> [TEXT FOR ANALYSIS]

We next examined if the CDI-Y and CDI-P could adequately discriminate between depressed and non-depressed youth. If findings from the logistic regression were significant, Area under the curve statistics (AUCs) for each subpopulation (e.g., for boys and girls) were calculated separately. We then compared these AUCs to determine if they were statistically different [45]. If AUCs were different, subsequent analyses were conducted separately for these subpopulations; however, if this statistic was non-significant, we calculated an AUC for the whole population. We compared contiguous AUCs to determine whether the association between CDI scores and concurrent episodes varied over the number of assessments [45].

For ROC analyses, the AUC is considered significant if it does not include 0.50 in the asymptotic confidence interval; however, higher cutoffs for clinical utility have been recommended. In the present study, an AUC greater than 0.64 (equivalent to a medium effect size; [46]) was conceptualized as a trending significant predictor, while an AUC of 0.70 was considered a “fair” predictor [47]. If both CDI-Y and CDI-P were above 0.64, we used CDI-Y scores to predict CDI-P scores, and vice versa, and saved the residuals. These residual scores represent the unique variance of each predictor and can be used in formal tests of incremental validity [36, 48]. If the residuals were significant, both predictors were then entered into binary logistic regression analyses, and AUCs for the saved predictive values were computed. Hanley and McNeil’s method was used to determine whether child, parent, or combined reports differed. Diagnostic likelihood ratios (DLRs) were next created to examine the calibration of each measure [45]. Past research indicates a wide range of cutoffs for the CDI-Y and CDI-P (raw scores between 12 and 19; [30]). Thus, DLRs were based on informative tertiles, with the cut-off for the subthreshold group placed at 70% sensitivity and the threshold group being formed at 90% specificity for predicting prospective depressive episodes.Footnote 3 These cutoffs mirror the approximate cutoffs of current screening initiatives for youth mental health conditions [36, 49]. Finally, when both the CDI-Y or CDI-P were incrementally valid, we examined if the validity of symptom clusters (i.e., CDI subscales) varied by informant using the ROC approach described above.

Results

Preliminary Analysis

An average of 8.1% of youth were diagnosed with a concurrent depressive episode at each time point (Naverage = 45.70) and 24.3% of the sample met criteria for a new depressive episode during the study (N = 166). Chi square analyses showed that females were more likely to have a depressive episode compared to males (X2(1) = 8.46, p < .01) and that 9th graders experienced more episodes compared to 3rd /6th graders (X2(2) = 40.46, p < .001). Bivariate correlations suggested moderate agreement between CDI-Y and CDI-P scores (r = .34).

> [GIVEN RECORDS]
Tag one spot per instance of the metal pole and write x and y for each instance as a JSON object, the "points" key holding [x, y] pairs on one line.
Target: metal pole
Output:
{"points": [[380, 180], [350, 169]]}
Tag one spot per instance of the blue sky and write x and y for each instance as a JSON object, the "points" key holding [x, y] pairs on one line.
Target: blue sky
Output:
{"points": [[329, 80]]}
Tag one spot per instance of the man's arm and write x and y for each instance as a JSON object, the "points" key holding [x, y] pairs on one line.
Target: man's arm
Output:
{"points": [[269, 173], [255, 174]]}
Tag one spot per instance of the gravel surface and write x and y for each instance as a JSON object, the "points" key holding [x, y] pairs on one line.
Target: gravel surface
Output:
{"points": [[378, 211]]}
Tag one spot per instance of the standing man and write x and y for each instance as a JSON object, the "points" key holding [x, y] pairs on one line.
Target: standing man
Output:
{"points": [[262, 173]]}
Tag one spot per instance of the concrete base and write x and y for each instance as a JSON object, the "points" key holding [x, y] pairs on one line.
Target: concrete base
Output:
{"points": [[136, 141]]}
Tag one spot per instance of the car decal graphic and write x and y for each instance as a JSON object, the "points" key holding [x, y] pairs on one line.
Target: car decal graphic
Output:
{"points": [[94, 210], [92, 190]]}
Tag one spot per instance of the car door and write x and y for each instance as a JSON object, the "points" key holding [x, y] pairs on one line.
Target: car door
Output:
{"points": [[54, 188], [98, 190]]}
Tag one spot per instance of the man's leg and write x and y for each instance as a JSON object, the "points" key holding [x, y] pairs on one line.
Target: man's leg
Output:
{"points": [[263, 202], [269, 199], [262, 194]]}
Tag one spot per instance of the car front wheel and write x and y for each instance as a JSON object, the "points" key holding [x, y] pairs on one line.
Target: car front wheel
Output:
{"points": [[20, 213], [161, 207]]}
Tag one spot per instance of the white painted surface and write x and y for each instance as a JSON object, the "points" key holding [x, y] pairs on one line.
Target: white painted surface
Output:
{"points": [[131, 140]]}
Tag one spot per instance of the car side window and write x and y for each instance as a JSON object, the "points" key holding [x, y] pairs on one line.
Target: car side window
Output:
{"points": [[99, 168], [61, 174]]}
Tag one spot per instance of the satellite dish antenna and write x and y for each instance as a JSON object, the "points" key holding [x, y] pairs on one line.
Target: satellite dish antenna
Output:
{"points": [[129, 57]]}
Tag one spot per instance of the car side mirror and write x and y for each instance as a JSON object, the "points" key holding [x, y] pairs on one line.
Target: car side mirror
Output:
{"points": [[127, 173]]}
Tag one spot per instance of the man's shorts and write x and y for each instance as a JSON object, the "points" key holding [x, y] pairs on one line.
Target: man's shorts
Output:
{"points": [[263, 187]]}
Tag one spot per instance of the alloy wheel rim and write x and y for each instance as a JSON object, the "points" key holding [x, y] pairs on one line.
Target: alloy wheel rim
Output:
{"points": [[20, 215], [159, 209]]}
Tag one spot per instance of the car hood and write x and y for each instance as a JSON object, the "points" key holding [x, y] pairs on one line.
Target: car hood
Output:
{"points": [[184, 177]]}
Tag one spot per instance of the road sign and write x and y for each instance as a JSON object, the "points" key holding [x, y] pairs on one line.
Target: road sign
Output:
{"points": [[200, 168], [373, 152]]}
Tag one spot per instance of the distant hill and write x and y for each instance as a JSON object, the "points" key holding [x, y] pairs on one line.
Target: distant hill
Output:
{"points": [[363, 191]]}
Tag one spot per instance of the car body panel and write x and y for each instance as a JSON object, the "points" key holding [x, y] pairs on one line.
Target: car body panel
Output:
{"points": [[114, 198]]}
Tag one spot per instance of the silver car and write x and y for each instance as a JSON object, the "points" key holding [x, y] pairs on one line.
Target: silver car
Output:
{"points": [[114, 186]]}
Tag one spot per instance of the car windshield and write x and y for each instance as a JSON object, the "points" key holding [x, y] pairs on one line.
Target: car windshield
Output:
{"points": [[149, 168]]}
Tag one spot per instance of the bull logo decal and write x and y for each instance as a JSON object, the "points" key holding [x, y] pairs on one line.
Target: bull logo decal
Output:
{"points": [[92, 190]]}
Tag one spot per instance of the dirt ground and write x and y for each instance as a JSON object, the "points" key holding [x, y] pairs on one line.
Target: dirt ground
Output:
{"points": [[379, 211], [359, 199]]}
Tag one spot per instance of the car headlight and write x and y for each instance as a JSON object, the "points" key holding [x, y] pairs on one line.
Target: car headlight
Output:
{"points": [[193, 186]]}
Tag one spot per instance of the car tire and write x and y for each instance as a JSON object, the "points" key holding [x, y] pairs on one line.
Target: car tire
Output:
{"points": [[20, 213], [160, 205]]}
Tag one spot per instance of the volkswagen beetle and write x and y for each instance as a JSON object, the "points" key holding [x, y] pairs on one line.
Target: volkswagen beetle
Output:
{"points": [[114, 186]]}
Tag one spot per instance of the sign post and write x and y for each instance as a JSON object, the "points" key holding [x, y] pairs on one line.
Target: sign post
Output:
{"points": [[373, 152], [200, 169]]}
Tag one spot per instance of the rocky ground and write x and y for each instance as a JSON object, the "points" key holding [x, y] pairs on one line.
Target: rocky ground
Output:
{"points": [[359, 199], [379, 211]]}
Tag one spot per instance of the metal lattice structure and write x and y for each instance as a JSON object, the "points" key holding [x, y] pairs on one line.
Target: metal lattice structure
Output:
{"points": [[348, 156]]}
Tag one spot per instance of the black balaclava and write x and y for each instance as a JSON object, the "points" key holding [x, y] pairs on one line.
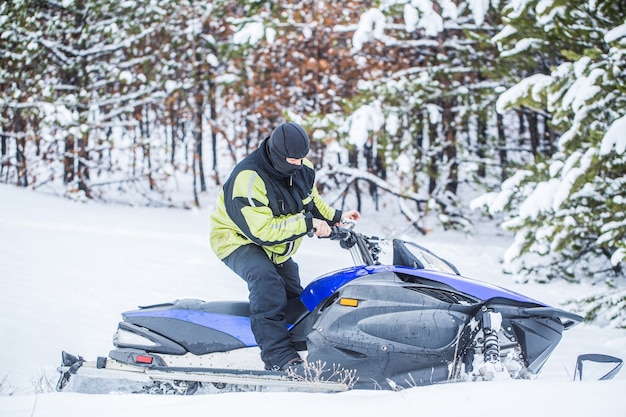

> [ASSIGNED TASK 1] In the passage on the CDI depression measures, what percentage of the sample met criteria for a new depressive episode during the study?
> [ASSIGNED TASK 2] Write out the part of the passage on the CDI depression measures that begins at the words "An average of" and stops after "CDI-P scores (r = .34).".
> [ASSIGNED TASK 3] Continue the passage on the CDI depression measures from its last sentence onward.
The entries come from a different source than the passage on the CDI depression measures.

> [RESPONSE 1] 24.3% of the sample (N = 166).

> [RESPONSE 2]
An average of 8.1% of youth were diagnosed with a concurrent depressive episode at each time point (Naverage = 45.70) and 24.3% of the sample met criteria for a new depressive episode during the study (N = 166). Chi square analyses showed that females were more likely to have a depressive episode compared to males (X2(1) = 8.46, p < .01) and that 9th graders experienced more episodes compared to 3rd /6th graders (X2(2) = 40.46, p < .001). Bivariate correlations suggested moderate agreement between CDI-Y and CDI-P scores (r = .34).

> [RESPONSE 3]
Discrepant Reports

Results from our LPA suggested that a 2-profile solution outperformed a 1-profile solution (LMR LRT = 1445.46, p < .001; VLMR LRT = 1428.61, p < .001) but none of the higher-ordered solutions were significant. These findings were replicated across follow-ups, suggesting that a 2-profile solution best fit the data (AIC = 25523.03, BIC = 25690.29; Entropy = 0.95).Footnote 4 Descriptive statistics for the 2-profile solution can be found in Fig. 1. Subpopulations were defined by “high” (19% of the sample) and “low” (81% of the sample) convergent profiles. Next, polynomial regression models were examined. For concurrent episodes, we did not find significant interactions between CDI-Y and CDI-P (p = .02 at 30 month follow-up; p’s range between 0.12 and 0.97 for all other follow-ups). Similarly, for prospective episodes the interaction between CDI-Y and CDI-P was also non-significant (p = .63). Findings were replicated for symptom subscales for both prospective (p values ranged between 0.10 and 0.62) and concurrent episodes (average p values ranged between 0.18 and 0.78). Thus, null findings across these analyses suggest that decision rules did not have to vary based on convergent and divergent profiles.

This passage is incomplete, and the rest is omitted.